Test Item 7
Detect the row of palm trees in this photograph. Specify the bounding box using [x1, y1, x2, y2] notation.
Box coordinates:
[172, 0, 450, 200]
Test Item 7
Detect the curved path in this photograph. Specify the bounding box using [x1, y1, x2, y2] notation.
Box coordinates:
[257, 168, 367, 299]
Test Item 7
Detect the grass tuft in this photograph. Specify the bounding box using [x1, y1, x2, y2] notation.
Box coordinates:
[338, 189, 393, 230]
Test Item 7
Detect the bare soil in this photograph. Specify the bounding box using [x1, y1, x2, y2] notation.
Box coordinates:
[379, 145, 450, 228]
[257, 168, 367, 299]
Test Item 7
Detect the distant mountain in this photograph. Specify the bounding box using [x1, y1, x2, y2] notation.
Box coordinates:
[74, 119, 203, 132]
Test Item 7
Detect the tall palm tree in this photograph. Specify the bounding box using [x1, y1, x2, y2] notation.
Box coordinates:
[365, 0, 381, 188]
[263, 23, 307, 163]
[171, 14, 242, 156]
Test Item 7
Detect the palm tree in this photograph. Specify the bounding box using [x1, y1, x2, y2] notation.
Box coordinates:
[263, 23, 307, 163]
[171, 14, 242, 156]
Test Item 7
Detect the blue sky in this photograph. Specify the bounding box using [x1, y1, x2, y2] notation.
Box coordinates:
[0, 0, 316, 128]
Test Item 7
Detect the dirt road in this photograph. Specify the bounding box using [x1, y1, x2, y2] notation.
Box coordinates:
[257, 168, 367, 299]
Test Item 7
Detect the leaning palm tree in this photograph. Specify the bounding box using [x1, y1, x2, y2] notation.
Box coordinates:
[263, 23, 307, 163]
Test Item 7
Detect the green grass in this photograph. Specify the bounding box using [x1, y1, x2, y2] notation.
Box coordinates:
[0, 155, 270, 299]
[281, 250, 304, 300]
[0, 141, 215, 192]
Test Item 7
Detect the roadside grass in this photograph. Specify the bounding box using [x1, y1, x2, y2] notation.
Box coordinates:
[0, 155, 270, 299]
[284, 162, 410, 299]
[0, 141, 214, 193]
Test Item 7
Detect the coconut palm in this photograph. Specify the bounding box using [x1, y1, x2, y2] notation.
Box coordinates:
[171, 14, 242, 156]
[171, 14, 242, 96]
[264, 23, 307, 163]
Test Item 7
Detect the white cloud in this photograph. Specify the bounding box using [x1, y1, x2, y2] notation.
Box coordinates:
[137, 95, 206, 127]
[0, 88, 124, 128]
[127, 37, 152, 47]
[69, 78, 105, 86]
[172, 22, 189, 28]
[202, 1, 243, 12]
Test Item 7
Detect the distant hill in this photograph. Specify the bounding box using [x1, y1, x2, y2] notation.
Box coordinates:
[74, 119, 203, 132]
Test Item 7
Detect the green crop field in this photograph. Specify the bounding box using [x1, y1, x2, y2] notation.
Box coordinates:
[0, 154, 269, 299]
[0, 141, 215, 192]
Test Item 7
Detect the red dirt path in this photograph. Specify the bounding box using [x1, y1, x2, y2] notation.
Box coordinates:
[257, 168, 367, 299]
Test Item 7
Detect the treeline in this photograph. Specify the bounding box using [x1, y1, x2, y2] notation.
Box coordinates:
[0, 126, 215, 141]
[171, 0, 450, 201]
□ □ □ □
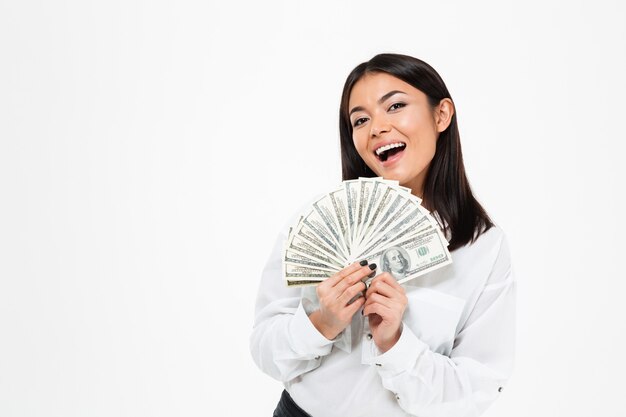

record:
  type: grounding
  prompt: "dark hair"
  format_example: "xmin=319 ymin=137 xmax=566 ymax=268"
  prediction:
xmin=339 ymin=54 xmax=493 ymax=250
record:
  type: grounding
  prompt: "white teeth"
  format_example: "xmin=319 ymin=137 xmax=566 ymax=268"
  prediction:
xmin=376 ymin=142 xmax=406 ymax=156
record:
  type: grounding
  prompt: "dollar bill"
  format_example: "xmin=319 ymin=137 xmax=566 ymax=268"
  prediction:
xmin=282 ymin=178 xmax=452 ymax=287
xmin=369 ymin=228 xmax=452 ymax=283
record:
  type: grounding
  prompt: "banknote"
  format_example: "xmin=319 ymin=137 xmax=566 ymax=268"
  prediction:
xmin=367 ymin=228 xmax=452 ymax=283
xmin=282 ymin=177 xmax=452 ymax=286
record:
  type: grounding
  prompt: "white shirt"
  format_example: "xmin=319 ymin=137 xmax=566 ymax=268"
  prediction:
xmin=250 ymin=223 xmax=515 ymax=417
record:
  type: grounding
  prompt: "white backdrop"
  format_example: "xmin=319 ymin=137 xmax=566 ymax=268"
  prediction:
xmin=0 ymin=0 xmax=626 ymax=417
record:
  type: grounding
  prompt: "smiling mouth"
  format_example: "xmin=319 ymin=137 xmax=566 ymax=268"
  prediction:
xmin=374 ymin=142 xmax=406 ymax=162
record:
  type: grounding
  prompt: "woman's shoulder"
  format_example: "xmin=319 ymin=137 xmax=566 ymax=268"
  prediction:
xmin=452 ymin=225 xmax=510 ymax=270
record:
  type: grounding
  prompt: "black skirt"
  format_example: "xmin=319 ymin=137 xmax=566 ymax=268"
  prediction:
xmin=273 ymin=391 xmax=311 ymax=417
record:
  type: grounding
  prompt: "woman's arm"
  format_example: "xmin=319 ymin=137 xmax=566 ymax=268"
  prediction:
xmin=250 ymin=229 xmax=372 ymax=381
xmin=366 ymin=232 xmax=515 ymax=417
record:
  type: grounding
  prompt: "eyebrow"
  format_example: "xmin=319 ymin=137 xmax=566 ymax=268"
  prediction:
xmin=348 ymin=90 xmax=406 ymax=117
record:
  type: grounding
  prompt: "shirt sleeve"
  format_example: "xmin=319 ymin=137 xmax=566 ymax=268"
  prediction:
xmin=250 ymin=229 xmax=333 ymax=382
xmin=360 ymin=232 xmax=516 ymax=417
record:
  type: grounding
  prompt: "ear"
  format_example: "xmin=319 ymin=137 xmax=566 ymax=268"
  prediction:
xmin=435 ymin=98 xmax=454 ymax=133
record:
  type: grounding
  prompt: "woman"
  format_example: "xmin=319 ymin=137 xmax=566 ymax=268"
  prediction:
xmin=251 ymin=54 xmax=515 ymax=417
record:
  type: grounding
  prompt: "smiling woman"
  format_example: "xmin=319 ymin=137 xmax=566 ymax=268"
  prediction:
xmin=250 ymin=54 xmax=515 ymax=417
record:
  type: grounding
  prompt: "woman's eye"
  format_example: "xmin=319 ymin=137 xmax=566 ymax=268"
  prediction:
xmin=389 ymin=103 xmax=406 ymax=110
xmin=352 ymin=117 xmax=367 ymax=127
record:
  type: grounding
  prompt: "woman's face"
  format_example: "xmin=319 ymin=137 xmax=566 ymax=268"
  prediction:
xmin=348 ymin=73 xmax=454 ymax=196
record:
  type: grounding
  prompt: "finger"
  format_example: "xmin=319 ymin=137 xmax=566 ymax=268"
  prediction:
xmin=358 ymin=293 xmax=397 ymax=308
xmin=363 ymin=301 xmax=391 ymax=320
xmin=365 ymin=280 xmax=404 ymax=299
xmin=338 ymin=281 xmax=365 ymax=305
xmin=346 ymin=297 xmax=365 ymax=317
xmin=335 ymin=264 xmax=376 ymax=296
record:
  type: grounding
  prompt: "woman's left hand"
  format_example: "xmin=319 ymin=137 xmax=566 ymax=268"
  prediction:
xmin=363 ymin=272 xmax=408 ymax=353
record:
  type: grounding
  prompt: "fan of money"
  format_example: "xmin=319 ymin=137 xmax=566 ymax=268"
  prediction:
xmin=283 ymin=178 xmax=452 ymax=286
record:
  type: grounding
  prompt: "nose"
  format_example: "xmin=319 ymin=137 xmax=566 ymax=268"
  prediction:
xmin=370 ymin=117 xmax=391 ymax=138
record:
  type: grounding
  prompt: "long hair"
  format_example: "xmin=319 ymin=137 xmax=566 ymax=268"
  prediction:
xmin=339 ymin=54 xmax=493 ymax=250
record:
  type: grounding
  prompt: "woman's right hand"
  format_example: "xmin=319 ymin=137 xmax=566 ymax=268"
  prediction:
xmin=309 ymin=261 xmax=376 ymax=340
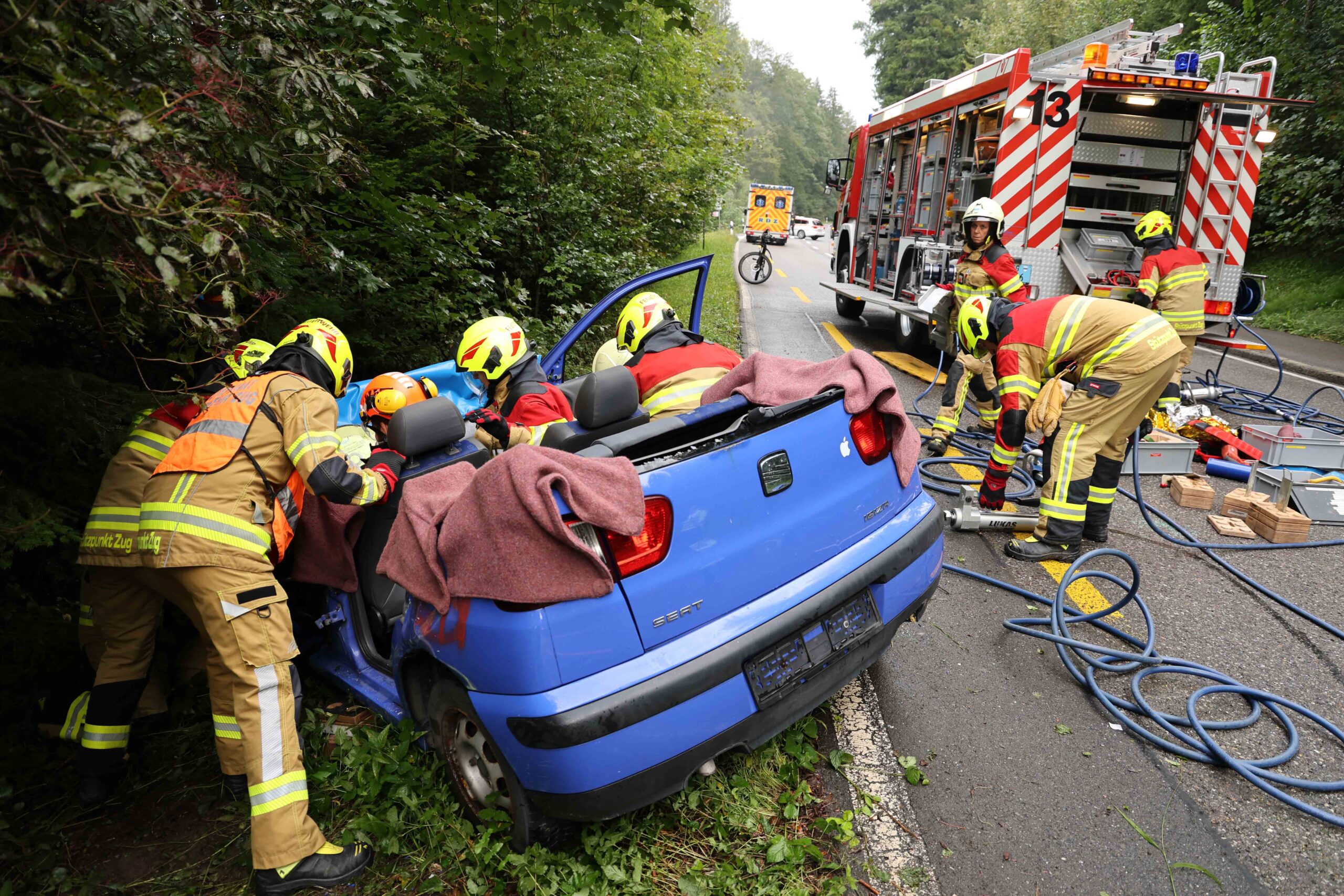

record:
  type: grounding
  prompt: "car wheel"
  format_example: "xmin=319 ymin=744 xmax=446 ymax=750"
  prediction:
□ □ □ □
Exercise
Report every line of the items above that contains the word "grass", copying each line in full. Treat case as significant.

Correct response
Detect the grass tuft in this photograph. Specify the bounding box using [x1, y1, x2, y2] notation.
Detect the green grass in this photograph. Specify the bounding box using [x1, y1, x2, y2] notation.
Detect the roadside grass in this photograph. Specify the bounding box using [x1, y1, x2, y2] notation.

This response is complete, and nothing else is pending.